- Required work
Please update the material below by replacing every "Indicate" with "Locate" and leaving everything else unchanged.

====== Data rows

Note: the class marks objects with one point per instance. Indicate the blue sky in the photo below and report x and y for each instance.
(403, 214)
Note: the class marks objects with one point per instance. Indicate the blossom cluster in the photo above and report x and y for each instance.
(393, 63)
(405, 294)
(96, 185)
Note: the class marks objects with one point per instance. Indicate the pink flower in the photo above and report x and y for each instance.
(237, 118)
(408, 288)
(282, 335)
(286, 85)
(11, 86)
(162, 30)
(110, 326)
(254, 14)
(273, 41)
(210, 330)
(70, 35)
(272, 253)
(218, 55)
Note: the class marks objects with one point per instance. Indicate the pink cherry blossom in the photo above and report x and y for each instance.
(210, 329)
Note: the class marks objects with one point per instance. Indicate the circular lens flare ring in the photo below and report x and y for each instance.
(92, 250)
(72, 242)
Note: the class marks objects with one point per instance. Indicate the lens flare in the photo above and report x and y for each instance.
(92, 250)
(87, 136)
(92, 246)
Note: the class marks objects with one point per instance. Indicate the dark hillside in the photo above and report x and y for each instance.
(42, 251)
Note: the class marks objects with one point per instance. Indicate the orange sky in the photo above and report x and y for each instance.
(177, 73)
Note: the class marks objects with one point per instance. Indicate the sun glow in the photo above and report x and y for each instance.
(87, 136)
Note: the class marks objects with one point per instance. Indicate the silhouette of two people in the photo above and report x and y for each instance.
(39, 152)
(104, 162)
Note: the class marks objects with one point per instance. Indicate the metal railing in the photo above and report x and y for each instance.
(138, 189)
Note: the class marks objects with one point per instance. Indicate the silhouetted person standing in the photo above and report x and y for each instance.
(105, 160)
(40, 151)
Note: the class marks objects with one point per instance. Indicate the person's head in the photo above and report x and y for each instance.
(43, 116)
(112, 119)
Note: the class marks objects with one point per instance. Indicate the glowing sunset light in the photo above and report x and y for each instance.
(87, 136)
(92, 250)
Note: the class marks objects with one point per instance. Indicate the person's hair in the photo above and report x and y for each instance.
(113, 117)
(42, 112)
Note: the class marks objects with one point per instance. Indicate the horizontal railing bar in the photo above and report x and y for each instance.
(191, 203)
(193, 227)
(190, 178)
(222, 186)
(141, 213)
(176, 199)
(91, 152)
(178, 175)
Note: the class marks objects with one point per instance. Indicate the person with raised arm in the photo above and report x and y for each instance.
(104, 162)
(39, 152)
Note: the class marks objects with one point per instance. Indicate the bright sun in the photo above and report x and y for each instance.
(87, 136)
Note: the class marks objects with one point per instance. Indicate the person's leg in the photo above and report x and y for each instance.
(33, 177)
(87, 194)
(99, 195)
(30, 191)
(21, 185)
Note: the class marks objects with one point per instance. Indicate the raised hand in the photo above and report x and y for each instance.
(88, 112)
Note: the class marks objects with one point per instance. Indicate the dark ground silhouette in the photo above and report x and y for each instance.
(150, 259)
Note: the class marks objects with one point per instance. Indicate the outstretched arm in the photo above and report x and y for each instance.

============

- Answer to this exercise
Note: the class marks objects with one point per instance. Locate the blue sky in the photo below and report x and y for each instance.
(403, 214)
Note: the class marks objects with one point per instance. Locate the blossom cluster in the photo above and report x and y for each instance.
(393, 63)
(405, 294)
(96, 185)
Note: the class marks objects with one point per instance. Locate the pink flower in the photo above and report x and y for each instance.
(237, 118)
(408, 288)
(282, 335)
(286, 85)
(11, 86)
(162, 30)
(110, 326)
(254, 14)
(273, 41)
(210, 330)
(70, 35)
(272, 253)
(218, 55)
Note: the class marks objects with one point per instance. Locate the pink cherry blossom in the photo above and report x and y for each instance.
(210, 329)
Note: the class marks objects with one point per instance. Locate the circular lens flare ring in the photo below and report x and y for each instance.
(92, 250)
(72, 242)
Note: the class marks objects with one point per instance. Locate the lens flare in the photo above and report x and y for each instance.
(92, 250)
(87, 136)
(92, 246)
Note: the class marks objects with one point per instance. Locate the dark hillside in the photo above and report x and y for each instance.
(42, 251)
Note: the class marks objects with one point per instance. Locate the orange sky in the photo above and report x and y for each instance.
(177, 73)
Note: the class marks objects with one point per instance. Locate the sun glow in the photo above and report x and y for each instance.
(87, 136)
Note: the class marks objects with one point per instance. Locate the silhouette of two people in the photo above and report x and y for each instance.
(39, 152)
(104, 162)
Note: the class marks objects with one point per instance. Locate the metal railing in the photo above and report x and y for each instance.
(138, 189)
Note: the class marks objects with one point per instance. Locate the silhouetted person standing in the photo above and report x and y for each instance.
(105, 160)
(40, 151)
Note: the class marks objects with one point per instance. Locate the person's head in the photo above and report x and y for each instance.
(43, 116)
(112, 119)
Note: the class marks objects with one point per instance. Locate the glowing sunset light in the photo above and report x and y for each instance.
(87, 136)
(92, 250)
Note: the class marks objects with one point per instance. Locate the person's hair in the photo above and report x and y for each instance.
(113, 117)
(42, 112)
Note: the class marks objects with one point per instance. Locate the horizontal railing bar in the photo above and report x and y for each instance.
(191, 203)
(193, 227)
(190, 178)
(222, 186)
(141, 213)
(176, 199)
(91, 152)
(178, 175)
Note: the class marks objects with one point per instance. Locate the person with raised arm in the photo above and report x and y for each instance.
(104, 162)
(39, 152)
Note: the class marks objects with one point per instance. Locate the bright sun in the photo above and report x and y for each instance.
(87, 136)
Note: the class marks objects with one point per instance. Locate the person's leg in the photo above and report x and y for each instance.
(33, 177)
(87, 194)
(99, 195)
(30, 191)
(21, 185)
Note: the class marks objects with one point per instance. Locate the raised hand in the photo above and report x and y for each instance.
(88, 112)
Note: the class marks objects with one point per instance. Locate the dark ground silhouette in the photo above and report x and y for each instance.
(150, 259)
Note: the class marks objects with one point per instance. Locate the outstretched arm in the photo above and report x and y for each instance.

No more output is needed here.